_Extract:_
##########

GUARD YOUR HEART

GUARD YOUR HEART

Hey, it’s me. But chances are, that doesn’t really help. I am quite sure you don’t recognize my voice anymore, which is tragic, because you used to. There was a time when we were friends, the best. We leaned against fences and shared ideas. We sat on the grass and dreamed of seeing the whole world, writing poetry and articles, facilitating trainings, and changing this place. We believed in each other and nothing came between us. Not even air or time. This world looked different because of us… but everything is different now.

I am a stranger to you. You hardly even recognize me anymore. We no longer sit together, leaning against fences, and I can’t recall the last time we felt the grass underneath our feet and wrote. You have no idea what I am thinking about or what makes me soar. I don’t think you are intentionally ignoring me, or anything like that, but I know what this world does to you, and what that in turn, does to me. You get caught in the sticky web of every day, the small and repetitive, the minutia, the “have to get done’s,” as you call them. And somehow, while it’s remembered, I am forgotten.

Don’t worry, I am not here to whine or complain, but I would be lying if I said that I didn’t miss you. I do. Deeply. I miss chasing things of beauty with you, seeing your face light up and seeing the world light up through you. I miss knowing that you are becoming everything you can become. Anyway, now I am rumbling. I am your SOUL and thought you should know that I am dying… 

I remember growing up and all I wanted to do is to bring change to my generation which happen to be a great vision and I was set on a great part, being involved with an organization which empowers young people towards self sustainability and being a Christian based international organization, it fits into my dreams and vision and so do I. working with a holistic approach centered on the spirit, body and mind which has been a delight for me being averagely athletic, at least I think I am, still do. Which fits into the body aspect of it, I grew capacity wise into a trainer, facilitator, coordinator, public speaker, writer and a motivational person which supports the idea of the mind and I did it diligently and with great joy, I strived to learn more and in turn nurture others. Growing up from a very humble and Christian home, I understood God and Gods love for me and Humanity, I consider myself to have proper foundation in Christ which gave backings to the spirit.

##########

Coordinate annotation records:
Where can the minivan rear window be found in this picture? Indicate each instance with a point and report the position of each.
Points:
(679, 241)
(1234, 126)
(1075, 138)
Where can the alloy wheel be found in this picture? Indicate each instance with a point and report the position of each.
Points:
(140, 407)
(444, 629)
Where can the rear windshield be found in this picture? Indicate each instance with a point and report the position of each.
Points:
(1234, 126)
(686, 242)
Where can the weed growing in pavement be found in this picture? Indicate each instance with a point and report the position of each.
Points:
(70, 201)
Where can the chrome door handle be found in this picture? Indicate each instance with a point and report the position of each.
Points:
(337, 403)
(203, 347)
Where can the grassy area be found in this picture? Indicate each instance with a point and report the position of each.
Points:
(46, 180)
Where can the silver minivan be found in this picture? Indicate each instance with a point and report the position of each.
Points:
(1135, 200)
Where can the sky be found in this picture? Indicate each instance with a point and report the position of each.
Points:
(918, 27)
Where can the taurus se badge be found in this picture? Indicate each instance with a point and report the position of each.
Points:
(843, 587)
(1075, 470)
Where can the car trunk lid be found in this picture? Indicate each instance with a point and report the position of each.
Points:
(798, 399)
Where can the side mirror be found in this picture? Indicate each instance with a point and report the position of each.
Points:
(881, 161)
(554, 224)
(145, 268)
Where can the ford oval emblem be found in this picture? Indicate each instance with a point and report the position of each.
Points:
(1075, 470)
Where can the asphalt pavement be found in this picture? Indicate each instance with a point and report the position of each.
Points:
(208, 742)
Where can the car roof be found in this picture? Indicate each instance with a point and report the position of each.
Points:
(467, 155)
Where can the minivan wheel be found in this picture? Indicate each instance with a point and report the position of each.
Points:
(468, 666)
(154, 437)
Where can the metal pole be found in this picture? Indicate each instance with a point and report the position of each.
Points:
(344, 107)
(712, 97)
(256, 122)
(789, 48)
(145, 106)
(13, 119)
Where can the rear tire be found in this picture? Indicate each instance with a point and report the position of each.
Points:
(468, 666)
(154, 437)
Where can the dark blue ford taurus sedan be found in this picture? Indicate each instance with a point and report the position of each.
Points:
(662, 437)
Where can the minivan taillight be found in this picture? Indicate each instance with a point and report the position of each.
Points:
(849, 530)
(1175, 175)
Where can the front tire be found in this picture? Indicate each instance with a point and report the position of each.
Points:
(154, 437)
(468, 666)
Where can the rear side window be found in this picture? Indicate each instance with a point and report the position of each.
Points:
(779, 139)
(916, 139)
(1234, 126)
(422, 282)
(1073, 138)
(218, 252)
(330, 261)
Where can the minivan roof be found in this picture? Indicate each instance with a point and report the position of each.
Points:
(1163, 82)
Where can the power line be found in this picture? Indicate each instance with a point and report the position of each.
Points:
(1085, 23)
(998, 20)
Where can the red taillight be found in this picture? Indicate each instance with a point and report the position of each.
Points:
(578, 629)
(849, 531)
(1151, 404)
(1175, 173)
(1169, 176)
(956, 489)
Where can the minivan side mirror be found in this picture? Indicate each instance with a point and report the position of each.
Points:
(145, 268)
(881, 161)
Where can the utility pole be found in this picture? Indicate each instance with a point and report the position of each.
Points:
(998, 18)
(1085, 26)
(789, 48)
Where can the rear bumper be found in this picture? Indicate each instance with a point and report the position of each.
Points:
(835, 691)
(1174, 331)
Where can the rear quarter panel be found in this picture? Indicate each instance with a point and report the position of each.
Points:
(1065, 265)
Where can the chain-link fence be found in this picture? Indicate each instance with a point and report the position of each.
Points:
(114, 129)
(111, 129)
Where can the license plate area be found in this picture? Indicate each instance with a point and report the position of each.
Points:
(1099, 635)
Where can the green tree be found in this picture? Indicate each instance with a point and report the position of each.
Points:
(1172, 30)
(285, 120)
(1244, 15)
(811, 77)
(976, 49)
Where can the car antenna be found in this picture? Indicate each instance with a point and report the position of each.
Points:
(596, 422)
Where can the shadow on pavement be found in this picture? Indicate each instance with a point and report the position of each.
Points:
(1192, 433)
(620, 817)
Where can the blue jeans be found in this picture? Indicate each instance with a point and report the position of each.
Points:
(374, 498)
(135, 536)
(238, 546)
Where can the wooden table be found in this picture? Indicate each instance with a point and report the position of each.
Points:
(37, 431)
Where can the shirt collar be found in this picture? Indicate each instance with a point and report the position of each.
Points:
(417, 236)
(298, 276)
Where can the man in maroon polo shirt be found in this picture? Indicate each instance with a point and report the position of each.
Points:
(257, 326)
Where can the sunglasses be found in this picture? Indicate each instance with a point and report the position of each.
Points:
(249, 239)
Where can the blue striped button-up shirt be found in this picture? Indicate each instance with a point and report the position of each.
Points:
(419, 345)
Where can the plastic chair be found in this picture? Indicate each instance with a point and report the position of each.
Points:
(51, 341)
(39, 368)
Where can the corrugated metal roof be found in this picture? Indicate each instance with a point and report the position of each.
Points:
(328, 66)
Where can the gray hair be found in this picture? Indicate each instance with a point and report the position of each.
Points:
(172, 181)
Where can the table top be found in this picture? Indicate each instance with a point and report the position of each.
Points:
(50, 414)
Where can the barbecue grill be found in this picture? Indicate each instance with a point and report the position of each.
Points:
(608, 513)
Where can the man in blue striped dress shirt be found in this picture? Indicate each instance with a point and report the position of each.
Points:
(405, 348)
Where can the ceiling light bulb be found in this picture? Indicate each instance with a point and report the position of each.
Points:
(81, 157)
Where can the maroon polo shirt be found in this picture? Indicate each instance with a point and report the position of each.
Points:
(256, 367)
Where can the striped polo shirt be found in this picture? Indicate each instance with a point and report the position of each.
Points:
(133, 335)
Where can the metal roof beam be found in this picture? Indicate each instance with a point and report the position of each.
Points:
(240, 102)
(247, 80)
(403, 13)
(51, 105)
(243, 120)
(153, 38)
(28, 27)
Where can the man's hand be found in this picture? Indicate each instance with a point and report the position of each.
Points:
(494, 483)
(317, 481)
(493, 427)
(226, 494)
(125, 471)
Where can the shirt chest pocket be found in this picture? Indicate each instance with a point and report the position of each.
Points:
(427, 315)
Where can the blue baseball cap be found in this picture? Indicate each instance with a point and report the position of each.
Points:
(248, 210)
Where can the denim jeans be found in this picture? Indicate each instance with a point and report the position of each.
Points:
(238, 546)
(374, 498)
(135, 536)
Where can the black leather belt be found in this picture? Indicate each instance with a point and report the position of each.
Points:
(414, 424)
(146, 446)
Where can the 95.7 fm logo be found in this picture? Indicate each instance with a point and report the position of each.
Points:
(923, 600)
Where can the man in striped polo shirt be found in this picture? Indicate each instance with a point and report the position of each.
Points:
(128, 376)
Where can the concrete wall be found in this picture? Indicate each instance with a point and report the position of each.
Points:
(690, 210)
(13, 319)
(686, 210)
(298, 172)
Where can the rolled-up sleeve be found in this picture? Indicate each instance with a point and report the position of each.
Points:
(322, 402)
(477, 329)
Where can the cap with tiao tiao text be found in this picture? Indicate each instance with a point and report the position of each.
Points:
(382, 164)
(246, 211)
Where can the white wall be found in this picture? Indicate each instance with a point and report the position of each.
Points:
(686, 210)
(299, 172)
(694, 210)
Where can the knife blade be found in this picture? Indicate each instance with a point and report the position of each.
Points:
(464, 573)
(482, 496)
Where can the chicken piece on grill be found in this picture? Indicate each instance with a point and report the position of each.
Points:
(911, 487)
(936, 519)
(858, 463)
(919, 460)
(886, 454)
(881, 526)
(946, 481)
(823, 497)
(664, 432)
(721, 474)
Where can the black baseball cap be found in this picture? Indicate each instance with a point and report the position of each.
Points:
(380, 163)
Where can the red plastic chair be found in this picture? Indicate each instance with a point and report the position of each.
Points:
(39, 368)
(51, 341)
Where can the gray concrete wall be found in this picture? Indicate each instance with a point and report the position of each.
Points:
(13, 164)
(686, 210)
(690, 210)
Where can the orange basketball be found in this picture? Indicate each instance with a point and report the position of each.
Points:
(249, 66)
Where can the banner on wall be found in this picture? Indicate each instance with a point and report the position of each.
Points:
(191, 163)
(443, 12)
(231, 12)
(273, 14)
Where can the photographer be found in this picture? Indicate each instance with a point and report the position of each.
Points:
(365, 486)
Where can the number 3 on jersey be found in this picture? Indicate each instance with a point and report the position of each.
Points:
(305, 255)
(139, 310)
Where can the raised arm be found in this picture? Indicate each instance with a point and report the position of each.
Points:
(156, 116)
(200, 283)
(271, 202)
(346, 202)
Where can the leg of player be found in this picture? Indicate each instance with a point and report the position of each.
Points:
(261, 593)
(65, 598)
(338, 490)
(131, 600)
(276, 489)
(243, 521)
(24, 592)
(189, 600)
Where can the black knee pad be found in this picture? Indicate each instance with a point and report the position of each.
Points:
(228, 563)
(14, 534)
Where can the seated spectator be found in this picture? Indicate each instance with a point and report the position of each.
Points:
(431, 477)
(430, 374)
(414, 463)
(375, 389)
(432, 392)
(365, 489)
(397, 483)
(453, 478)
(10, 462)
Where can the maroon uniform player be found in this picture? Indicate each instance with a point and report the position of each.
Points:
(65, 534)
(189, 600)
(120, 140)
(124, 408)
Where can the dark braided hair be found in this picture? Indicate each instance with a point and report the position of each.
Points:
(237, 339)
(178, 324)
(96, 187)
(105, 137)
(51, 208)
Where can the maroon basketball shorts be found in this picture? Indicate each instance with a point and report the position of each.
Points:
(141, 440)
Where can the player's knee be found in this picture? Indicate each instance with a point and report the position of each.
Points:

##########

_Brief:_
Please carry on the "Guard Your Heart" essay from the point where it stops, starting right after its last sentence.

_Task response:_
What would best narate or explain the turn that my rosy life took is the parable of the Sower that Christ told, about the farmer who went out to plant, He said some fell by the pathway and the birds came and ate them which represents those who hear Gods word and does not understand it and the evil one comes and snatches it away,. some fell on stony places where they do not have much soil and the immediately sprang up but because they had no depth and when the sun came up, they were scorched and because they had no root, the withered away which represents those that here the word and immediately receives it with joy but has no root in himself, but endures only for a while, for when tribulation or persecution arises, then stumbles. And some fell among thorns, as it grows the thorns sprang up and chocked them this represents who hears the word but the worries and cares of this world and the deceitfulness of riches choke the word and becomes unfruitful. The last part of it fell on good ground and yielded a crop; some a hundred fold some sixty and some thirty this represents him who hears the word and understands it, who indeed bears fruit and produces.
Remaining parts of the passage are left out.